(Records from a collection)
☆ ☆ ☆ ☆
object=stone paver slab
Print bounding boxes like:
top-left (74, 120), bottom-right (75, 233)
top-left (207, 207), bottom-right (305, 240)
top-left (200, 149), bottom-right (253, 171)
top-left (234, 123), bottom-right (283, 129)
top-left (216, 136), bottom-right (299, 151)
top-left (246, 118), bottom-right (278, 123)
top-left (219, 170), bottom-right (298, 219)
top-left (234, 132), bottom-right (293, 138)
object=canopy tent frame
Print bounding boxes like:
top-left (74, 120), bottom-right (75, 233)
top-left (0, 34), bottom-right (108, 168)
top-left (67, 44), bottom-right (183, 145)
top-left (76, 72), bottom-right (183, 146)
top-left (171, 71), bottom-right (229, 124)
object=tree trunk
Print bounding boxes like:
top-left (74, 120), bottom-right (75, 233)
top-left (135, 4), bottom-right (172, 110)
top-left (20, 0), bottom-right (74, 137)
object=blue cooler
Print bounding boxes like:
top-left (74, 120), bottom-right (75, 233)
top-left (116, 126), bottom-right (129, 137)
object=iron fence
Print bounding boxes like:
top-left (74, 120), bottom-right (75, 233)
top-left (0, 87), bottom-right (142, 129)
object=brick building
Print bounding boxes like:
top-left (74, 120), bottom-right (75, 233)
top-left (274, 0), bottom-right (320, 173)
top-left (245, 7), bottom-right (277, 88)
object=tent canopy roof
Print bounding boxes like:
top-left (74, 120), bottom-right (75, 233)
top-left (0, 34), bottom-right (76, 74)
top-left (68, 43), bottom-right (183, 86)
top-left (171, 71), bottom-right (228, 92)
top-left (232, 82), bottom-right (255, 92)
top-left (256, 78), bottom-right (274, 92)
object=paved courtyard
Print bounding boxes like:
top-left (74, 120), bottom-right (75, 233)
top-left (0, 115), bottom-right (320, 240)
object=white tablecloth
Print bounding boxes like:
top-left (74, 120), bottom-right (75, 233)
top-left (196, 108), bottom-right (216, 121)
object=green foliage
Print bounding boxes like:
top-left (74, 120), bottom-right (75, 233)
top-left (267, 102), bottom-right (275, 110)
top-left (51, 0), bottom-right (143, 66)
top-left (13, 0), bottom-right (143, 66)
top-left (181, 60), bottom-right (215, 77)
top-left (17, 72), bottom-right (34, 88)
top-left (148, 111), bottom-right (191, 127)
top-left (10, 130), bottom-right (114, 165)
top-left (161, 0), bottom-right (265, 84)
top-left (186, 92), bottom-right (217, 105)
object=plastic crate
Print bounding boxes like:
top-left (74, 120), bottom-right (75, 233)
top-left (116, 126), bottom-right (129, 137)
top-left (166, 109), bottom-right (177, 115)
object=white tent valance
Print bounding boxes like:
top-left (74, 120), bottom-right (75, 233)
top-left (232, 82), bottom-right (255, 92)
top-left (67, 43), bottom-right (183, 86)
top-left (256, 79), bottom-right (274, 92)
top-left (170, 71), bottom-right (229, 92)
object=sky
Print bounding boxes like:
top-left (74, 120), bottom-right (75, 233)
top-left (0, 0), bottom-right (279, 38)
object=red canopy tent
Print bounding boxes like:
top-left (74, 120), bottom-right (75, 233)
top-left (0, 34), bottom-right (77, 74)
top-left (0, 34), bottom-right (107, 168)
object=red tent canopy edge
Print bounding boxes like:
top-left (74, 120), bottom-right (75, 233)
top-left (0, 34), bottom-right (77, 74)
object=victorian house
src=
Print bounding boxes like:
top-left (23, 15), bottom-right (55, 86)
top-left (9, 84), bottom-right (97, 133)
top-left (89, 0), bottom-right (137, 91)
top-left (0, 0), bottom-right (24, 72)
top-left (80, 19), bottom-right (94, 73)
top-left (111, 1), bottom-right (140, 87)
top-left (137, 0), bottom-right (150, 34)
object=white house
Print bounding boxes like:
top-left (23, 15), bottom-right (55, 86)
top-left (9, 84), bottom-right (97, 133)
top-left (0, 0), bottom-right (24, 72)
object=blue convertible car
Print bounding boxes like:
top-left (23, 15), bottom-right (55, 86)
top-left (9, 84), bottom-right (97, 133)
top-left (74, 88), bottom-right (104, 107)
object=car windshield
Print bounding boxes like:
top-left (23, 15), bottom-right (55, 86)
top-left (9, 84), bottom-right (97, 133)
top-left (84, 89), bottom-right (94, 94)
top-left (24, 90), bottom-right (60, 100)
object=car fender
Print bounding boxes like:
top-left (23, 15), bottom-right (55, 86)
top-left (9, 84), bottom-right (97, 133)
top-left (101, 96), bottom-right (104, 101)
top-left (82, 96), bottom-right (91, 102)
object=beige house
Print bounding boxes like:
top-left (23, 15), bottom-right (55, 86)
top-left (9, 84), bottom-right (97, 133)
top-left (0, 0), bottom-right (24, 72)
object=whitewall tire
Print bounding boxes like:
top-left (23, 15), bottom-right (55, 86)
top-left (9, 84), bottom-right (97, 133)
☆ ☆ ☆ ☆
> [Written task]:
Reproduce every line of the material above without any changes.

> [The output]:
object=stone paver slab
Print bounding boxes like:
top-left (74, 120), bottom-right (75, 233)
top-left (207, 207), bottom-right (305, 240)
top-left (200, 149), bottom-right (253, 171)
top-left (234, 123), bottom-right (283, 129)
top-left (216, 136), bottom-right (299, 151)
top-left (246, 118), bottom-right (278, 123)
top-left (219, 170), bottom-right (298, 219)
top-left (234, 132), bottom-right (293, 138)
object=canopy tent frame
Print bounding boxes like:
top-left (74, 120), bottom-right (75, 233)
top-left (0, 34), bottom-right (108, 168)
top-left (67, 44), bottom-right (183, 145)
top-left (76, 72), bottom-right (183, 146)
top-left (171, 71), bottom-right (229, 124)
object=tree trunk
Print bounding boxes like:
top-left (74, 120), bottom-right (75, 233)
top-left (135, 4), bottom-right (172, 110)
top-left (20, 0), bottom-right (74, 137)
object=blue cooler
Print bounding boxes like:
top-left (74, 120), bottom-right (75, 233)
top-left (116, 126), bottom-right (129, 137)
object=iron fence
Print bounding boxes like:
top-left (74, 120), bottom-right (75, 233)
top-left (0, 87), bottom-right (142, 129)
object=brick building
Print bounding boxes like:
top-left (74, 120), bottom-right (75, 233)
top-left (274, 0), bottom-right (320, 173)
top-left (245, 7), bottom-right (277, 88)
object=tent canopy roof
Print bounding boxes like:
top-left (74, 120), bottom-right (75, 233)
top-left (0, 34), bottom-right (76, 74)
top-left (68, 43), bottom-right (183, 86)
top-left (171, 71), bottom-right (228, 92)
top-left (232, 82), bottom-right (255, 92)
top-left (256, 78), bottom-right (274, 92)
object=paved courtyard
Print bounding boxes like:
top-left (74, 120), bottom-right (75, 233)
top-left (0, 115), bottom-right (320, 240)
object=white tablecloth
Print bounding boxes like:
top-left (74, 120), bottom-right (75, 233)
top-left (196, 108), bottom-right (216, 121)
object=green foliage
Print bounding boxes like:
top-left (74, 120), bottom-right (75, 233)
top-left (267, 102), bottom-right (275, 110)
top-left (51, 0), bottom-right (143, 66)
top-left (13, 0), bottom-right (143, 66)
top-left (181, 60), bottom-right (215, 77)
top-left (17, 72), bottom-right (34, 88)
top-left (148, 111), bottom-right (191, 127)
top-left (10, 130), bottom-right (114, 165)
top-left (161, 0), bottom-right (265, 84)
top-left (186, 92), bottom-right (217, 105)
object=plastic crate
Print bounding boxes like:
top-left (74, 120), bottom-right (75, 233)
top-left (116, 126), bottom-right (129, 137)
top-left (166, 109), bottom-right (177, 115)
object=white tent valance
Print bounding boxes like:
top-left (74, 120), bottom-right (75, 233)
top-left (232, 82), bottom-right (255, 92)
top-left (67, 43), bottom-right (183, 86)
top-left (256, 79), bottom-right (274, 92)
top-left (170, 71), bottom-right (229, 92)
object=sky
Print bounding boxes like:
top-left (74, 120), bottom-right (75, 233)
top-left (0, 0), bottom-right (279, 38)
object=red canopy tent
Print bounding boxes like:
top-left (74, 120), bottom-right (75, 233)
top-left (0, 34), bottom-right (77, 74)
top-left (0, 34), bottom-right (107, 168)
object=red tent canopy edge
Print bounding boxes like:
top-left (74, 120), bottom-right (75, 233)
top-left (0, 34), bottom-right (77, 74)
object=victorian house
src=
Print bounding boxes like:
top-left (23, 15), bottom-right (55, 86)
top-left (9, 84), bottom-right (97, 133)
top-left (89, 0), bottom-right (137, 91)
top-left (0, 0), bottom-right (24, 72)
top-left (80, 19), bottom-right (94, 73)
top-left (111, 1), bottom-right (140, 87)
top-left (137, 0), bottom-right (150, 34)
object=white house
Print bounding boxes like:
top-left (23, 15), bottom-right (55, 86)
top-left (9, 84), bottom-right (97, 133)
top-left (0, 0), bottom-right (24, 72)
object=blue convertible car
Print bounding boxes like:
top-left (23, 15), bottom-right (55, 86)
top-left (9, 84), bottom-right (97, 133)
top-left (74, 88), bottom-right (104, 107)
object=car windshield
Print bounding boxes like:
top-left (23, 15), bottom-right (55, 86)
top-left (9, 84), bottom-right (97, 133)
top-left (84, 89), bottom-right (94, 94)
top-left (24, 90), bottom-right (60, 100)
object=car fender
Print bounding boxes like:
top-left (23, 15), bottom-right (55, 86)
top-left (9, 84), bottom-right (97, 133)
top-left (101, 96), bottom-right (104, 101)
top-left (82, 96), bottom-right (91, 102)
object=beige house
Print bounding boxes like:
top-left (23, 15), bottom-right (55, 86)
top-left (9, 84), bottom-right (97, 133)
top-left (0, 0), bottom-right (24, 72)
object=whitewall tire
Print bounding boxes like:
top-left (23, 15), bottom-right (55, 86)
top-left (9, 84), bottom-right (97, 133)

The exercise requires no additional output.